*MATERIAL PROVIDED*.

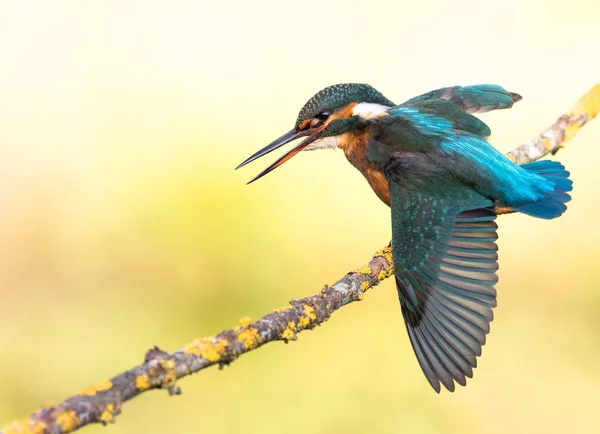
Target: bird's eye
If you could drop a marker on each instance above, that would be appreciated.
(324, 115)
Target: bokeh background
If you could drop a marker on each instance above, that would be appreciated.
(123, 224)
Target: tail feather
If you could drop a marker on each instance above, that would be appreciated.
(552, 204)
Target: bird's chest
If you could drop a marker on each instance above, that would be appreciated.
(355, 149)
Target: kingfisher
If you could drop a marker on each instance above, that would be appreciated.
(429, 160)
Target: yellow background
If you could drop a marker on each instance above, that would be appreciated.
(123, 224)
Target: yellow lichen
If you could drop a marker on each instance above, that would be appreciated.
(250, 337)
(303, 322)
(386, 254)
(142, 382)
(548, 143)
(108, 415)
(207, 348)
(384, 274)
(25, 427)
(245, 321)
(310, 312)
(92, 390)
(365, 269)
(68, 420)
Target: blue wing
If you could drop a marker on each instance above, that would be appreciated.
(445, 260)
(479, 98)
(455, 141)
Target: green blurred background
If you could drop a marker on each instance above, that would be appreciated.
(123, 224)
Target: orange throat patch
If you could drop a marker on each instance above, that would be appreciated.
(355, 149)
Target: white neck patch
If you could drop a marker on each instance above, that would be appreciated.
(367, 110)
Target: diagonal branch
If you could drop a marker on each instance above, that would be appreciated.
(102, 402)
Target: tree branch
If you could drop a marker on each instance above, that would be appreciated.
(102, 402)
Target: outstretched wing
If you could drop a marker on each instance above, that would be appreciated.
(445, 262)
(479, 98)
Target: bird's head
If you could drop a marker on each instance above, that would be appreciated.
(333, 111)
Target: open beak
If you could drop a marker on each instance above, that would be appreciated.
(288, 137)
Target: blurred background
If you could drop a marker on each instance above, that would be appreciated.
(124, 225)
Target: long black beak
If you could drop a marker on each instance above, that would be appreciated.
(288, 137)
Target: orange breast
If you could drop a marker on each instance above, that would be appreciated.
(355, 149)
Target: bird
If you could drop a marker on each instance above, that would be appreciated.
(429, 160)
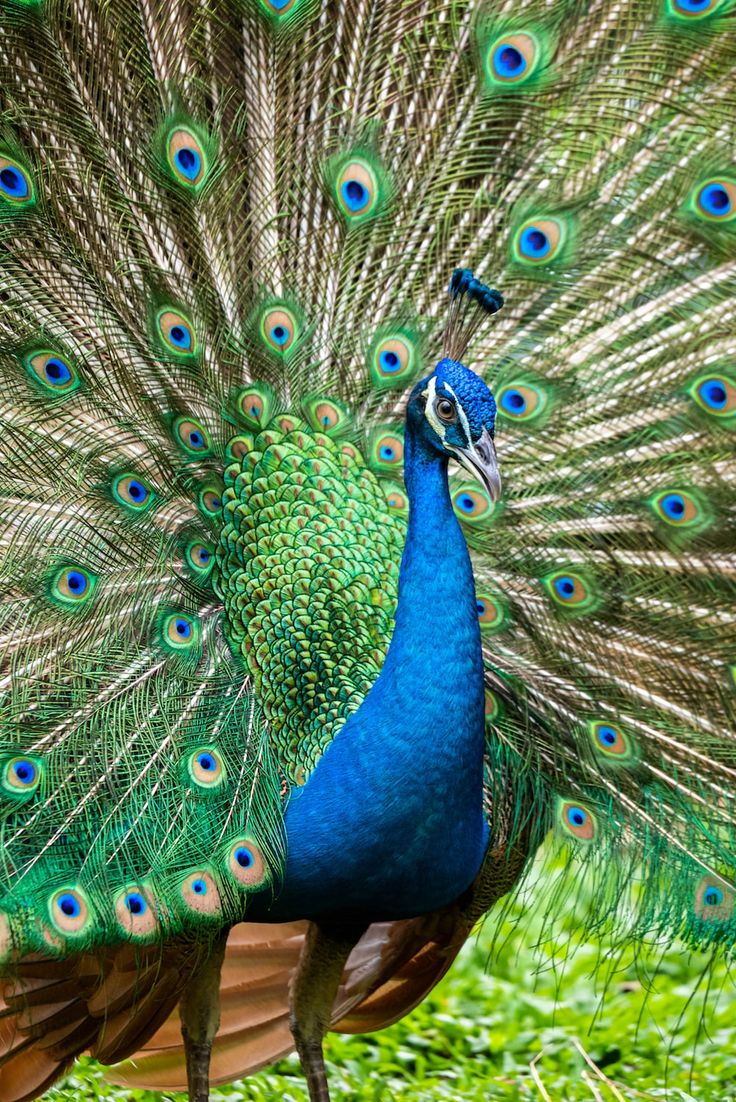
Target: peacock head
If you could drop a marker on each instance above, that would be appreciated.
(453, 412)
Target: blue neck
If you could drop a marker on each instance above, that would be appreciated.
(391, 822)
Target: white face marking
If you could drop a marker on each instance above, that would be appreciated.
(439, 427)
(430, 393)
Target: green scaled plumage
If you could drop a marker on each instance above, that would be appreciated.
(204, 364)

*EXERCISE AIM*.
Render the stretch from the line containing "Target: green scaled plumage" through the end of the data as a Markdown table with the columns Row and Line. Number each line in order and leave out any blank lines.

*FINAL RESULT*.
| Row | Line |
|---|---|
| 1 | Target: green scaled plumage |
| 2 | If you could drop a marker on each instance above, that would be appreciated. |
| 3 | (204, 364) |